[Excerpted passage]:
Answer:
The cloud is at height 977 feet to the nearest foot
Explanation:
* Lets explain how to solve this problem
- You place a bright searchlight directly below the cloud and shine the
beam straight up to measure the height of the cloud
- You measure the angle of elevation of the cloud from a point 120 feet
away from the base of the searchlight
- The measure of the angle of elevation is 83°
- Lets consider the the height of the cloud and the distance between
the base of the searchlight and the point of the angle of elevation
(120 feet) are the legs of a right triangle
∴ We have a right triangle the height of the cloud is the opposite
side to the angle of elevation (83°)
∵ The distance between the base of the searchlight and the point
of the angle of elevation (120 feet) is the adjacent side of the
angle of elevation (83°)
- By using the trigonometry function tan Ф
∵ Ф is the angle of elevation
∴ Ф = 83°
∵ tan Ф = opposite /adjacent
∵ The side opposite is h (height of the cloud)
∵ The adjacent side to Ф is 120 feet
∴ tan 83° = h/120 ⇒ by using cross multiplication
∴ h = 120 × tan 83° = 977.322 ≅ 977 feet
* The cloud is at height 977 feet

[Task requirements]:
(1) Revise the cloud-height solution, starting at the words "- By using the" and stopping after "of the cloud)", so that "trigonometry function" becomes "trigonometric function".
(2) In the cloud-height solution, how far from the base of the searchlight is the angle of elevation measured?
The items play no part in this work.

[Data entries]:
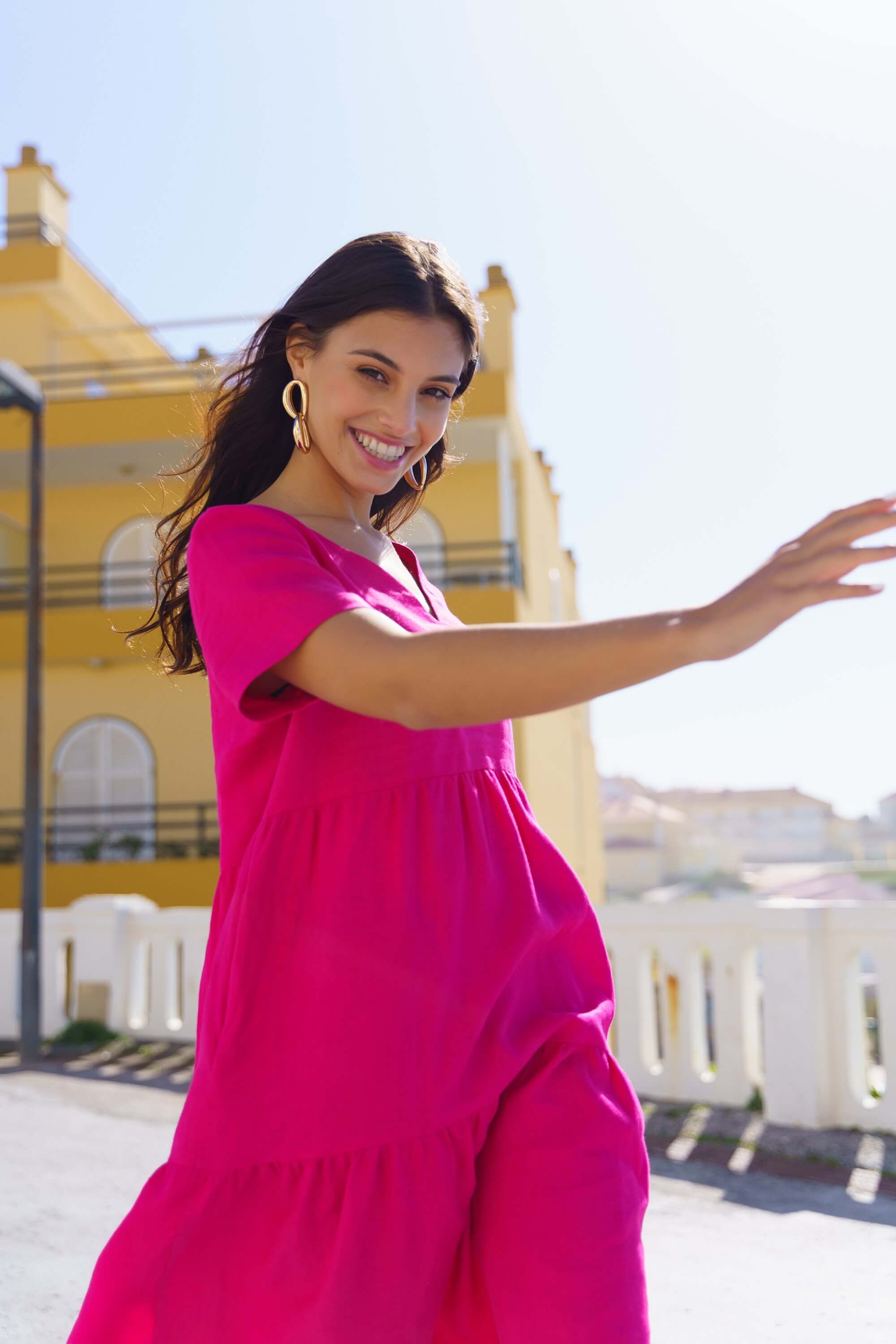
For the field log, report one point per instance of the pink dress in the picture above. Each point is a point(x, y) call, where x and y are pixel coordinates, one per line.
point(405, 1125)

...

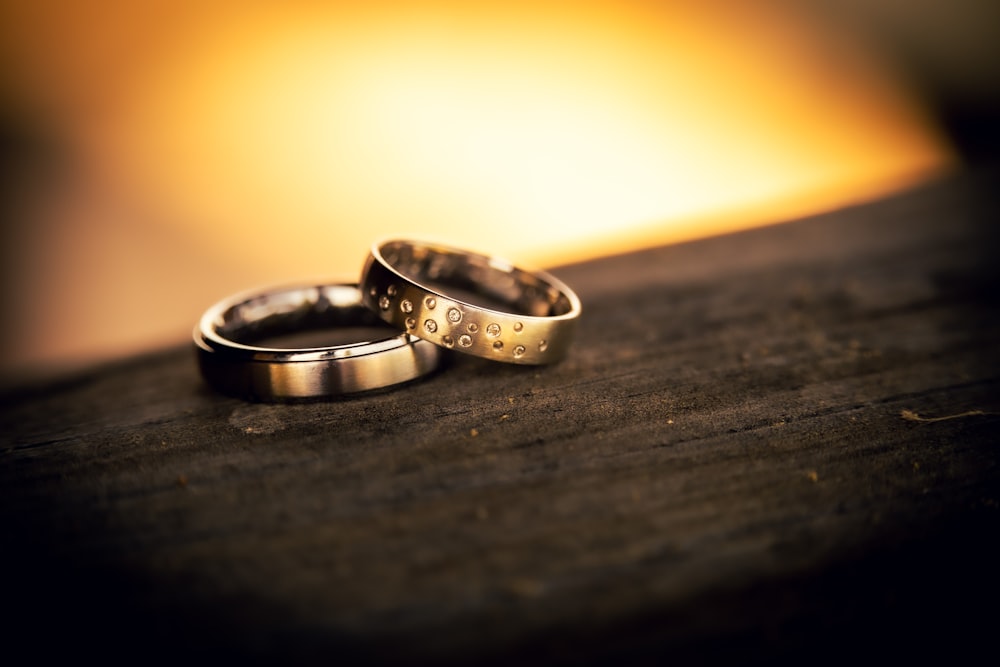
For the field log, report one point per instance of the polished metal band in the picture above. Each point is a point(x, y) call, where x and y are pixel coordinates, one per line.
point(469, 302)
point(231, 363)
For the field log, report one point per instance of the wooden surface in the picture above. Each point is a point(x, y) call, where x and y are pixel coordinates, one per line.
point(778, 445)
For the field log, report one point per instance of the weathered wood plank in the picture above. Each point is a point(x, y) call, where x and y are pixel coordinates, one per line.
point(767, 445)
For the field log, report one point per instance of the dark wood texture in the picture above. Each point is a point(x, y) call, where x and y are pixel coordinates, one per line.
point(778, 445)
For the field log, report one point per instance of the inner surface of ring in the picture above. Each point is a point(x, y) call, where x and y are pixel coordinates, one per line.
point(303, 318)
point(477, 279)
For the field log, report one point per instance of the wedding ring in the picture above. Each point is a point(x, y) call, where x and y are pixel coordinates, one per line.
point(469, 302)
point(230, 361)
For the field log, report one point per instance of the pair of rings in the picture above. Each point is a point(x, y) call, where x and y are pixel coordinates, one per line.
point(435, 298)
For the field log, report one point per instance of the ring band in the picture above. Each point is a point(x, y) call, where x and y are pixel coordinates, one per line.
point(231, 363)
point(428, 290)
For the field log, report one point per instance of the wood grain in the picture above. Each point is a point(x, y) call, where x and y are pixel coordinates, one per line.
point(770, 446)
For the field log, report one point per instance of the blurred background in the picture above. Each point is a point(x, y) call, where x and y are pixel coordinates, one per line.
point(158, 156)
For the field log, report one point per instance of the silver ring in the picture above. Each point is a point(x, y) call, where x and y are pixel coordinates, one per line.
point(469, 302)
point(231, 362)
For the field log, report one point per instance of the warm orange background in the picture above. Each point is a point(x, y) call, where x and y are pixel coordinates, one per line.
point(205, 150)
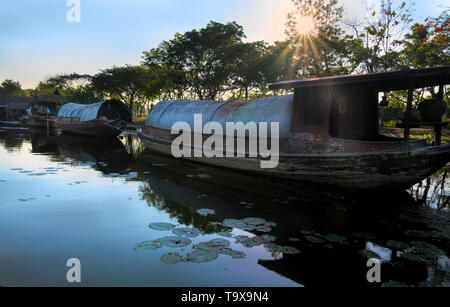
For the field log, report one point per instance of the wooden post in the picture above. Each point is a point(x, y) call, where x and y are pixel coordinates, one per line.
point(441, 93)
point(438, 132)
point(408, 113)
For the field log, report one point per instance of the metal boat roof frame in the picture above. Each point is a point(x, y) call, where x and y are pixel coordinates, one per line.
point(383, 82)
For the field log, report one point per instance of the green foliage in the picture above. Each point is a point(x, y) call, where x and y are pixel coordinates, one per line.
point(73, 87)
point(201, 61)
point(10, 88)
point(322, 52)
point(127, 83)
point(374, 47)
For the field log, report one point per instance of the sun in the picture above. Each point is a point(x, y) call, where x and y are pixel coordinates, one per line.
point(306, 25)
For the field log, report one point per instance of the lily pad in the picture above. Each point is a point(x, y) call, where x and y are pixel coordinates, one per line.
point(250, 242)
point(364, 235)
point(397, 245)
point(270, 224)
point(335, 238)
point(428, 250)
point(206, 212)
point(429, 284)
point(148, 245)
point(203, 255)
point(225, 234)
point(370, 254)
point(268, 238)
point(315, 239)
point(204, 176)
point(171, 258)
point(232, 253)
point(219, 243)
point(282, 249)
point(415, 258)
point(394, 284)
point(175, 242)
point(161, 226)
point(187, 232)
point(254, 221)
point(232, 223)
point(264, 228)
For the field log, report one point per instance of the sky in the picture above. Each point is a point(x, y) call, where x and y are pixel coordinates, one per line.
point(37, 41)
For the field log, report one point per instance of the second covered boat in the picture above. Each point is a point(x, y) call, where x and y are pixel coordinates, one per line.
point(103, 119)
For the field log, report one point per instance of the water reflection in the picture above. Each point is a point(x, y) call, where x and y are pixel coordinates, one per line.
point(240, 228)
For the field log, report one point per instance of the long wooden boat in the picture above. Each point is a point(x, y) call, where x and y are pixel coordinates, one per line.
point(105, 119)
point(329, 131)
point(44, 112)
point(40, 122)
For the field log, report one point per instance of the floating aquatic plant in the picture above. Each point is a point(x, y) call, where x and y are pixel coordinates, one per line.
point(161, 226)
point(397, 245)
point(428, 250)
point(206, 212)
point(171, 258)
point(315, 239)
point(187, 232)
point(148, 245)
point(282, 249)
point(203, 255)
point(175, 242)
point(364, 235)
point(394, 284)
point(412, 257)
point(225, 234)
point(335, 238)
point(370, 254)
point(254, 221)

[Responses in order]:
(1)
- By using the trigonometric function tan Ф
∵ Ф is the angle of elevation
∴ Ф = 83°
∵ tan Ф = opposite /adjacent
∵ The side opposite is h (height of the cloud)

(2) 120 feet